Provided passage -
»»

In multi-tenant applications, performance degradation caused by broadcast queries and wasted resources due to uneven data distribution are common issues. PolarDB for PostgreSQL (Distributed Edition) provides native multi-tenant management and supports two modes: row-based sharding and schema-based sharding. This feature routes queries for a specific tenant to a single data node (DN), avoiding broadcast queries and enabling efficient reads and writes. It also balances tenant data distribution to prevent data skew and improve resource utilization.
Comparison and selection
Choose the appropriate sharding strategy based on your business scenario and data characteristics. The core goal of both strategies is to confine a single tenant’s requests and data to one DN to achieve optimal performance.

««

Supplied information -
»»

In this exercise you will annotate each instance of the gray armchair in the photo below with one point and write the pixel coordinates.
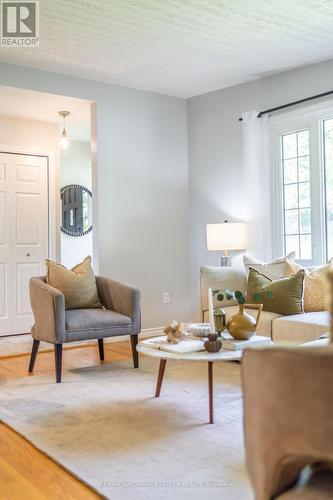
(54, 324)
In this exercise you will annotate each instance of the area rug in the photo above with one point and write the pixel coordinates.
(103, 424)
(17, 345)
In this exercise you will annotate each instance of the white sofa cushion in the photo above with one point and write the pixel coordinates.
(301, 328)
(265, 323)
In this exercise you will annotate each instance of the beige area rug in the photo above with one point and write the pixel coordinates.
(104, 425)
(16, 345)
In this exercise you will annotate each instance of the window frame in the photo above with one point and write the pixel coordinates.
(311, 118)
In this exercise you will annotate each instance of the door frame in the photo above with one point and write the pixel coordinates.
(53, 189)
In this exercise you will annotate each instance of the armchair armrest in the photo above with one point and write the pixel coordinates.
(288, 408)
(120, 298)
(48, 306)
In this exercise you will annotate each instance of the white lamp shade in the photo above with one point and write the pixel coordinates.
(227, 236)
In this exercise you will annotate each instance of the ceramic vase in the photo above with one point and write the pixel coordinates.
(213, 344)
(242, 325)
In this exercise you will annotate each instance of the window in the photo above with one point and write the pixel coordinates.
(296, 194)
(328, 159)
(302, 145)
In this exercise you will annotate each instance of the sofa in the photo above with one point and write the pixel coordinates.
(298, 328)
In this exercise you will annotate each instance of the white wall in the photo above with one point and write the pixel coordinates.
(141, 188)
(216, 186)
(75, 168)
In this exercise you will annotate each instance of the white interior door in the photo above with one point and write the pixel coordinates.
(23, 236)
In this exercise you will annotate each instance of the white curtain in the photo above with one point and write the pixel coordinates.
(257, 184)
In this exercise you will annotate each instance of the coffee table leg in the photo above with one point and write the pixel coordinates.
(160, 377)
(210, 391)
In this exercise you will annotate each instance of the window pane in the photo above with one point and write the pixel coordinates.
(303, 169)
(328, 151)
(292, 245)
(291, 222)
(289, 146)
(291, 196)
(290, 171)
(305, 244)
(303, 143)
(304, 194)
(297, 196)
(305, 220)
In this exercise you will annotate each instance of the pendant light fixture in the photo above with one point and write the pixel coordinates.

««
»»

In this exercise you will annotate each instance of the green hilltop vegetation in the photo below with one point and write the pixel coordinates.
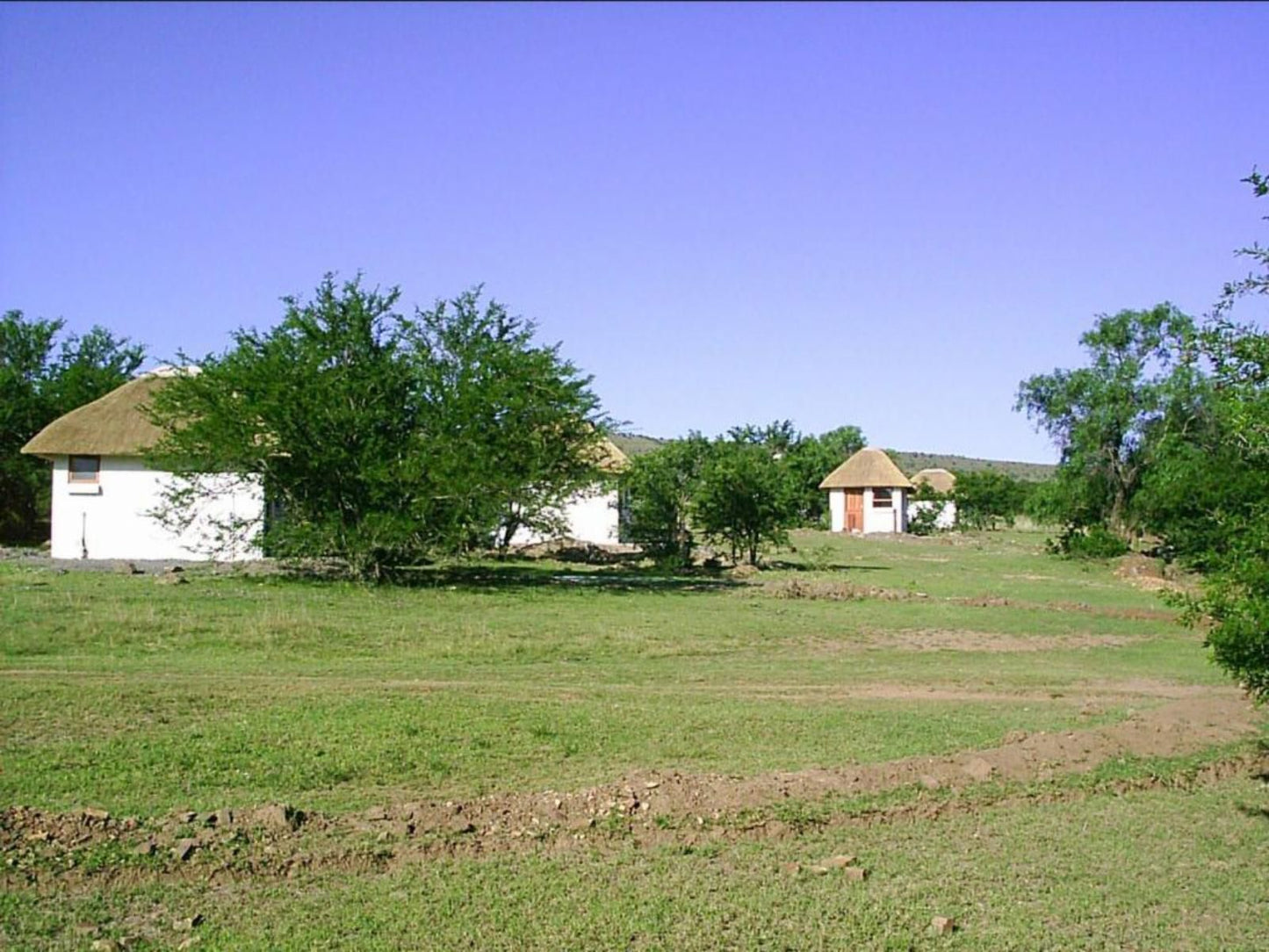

««

Directive 1 - According to the PolarDB multi-tenant passage, which two sharding modes does the multi-tenant management feature support?
Directive 2 - Transcribe the PolarDB multi-tenant passage starting at "In multi-tenant applications, performance" and ending at "achieve optimal performance.".
The records have no connection to the PolarDB multi-tenant passage.

Correct response 1 - Row-based sharding and schema-based sharding.

Correct response 2 -
In multi-tenant applications, performance degradation caused by broadcast queries and wasted resources due to uneven data distribution are common issues. PolarDB for PostgreSQL (Distributed Edition) provides native multi-tenant management and supports two modes: row-based sharding and schema-based sharding. This feature routes queries for a specific tenant to a single data node (DN), avoiding broadcast queries and enabling efficient reads and writes. It also balances tenant data distribution to prevent data skew and improve resource utilization.
Comparison and selection
Choose the appropriate sharding strategy based on your business scenario and data characteristics. The core goal of both strategies is to confine a single tenant’s requests and data to one DN to achieve optimal performance.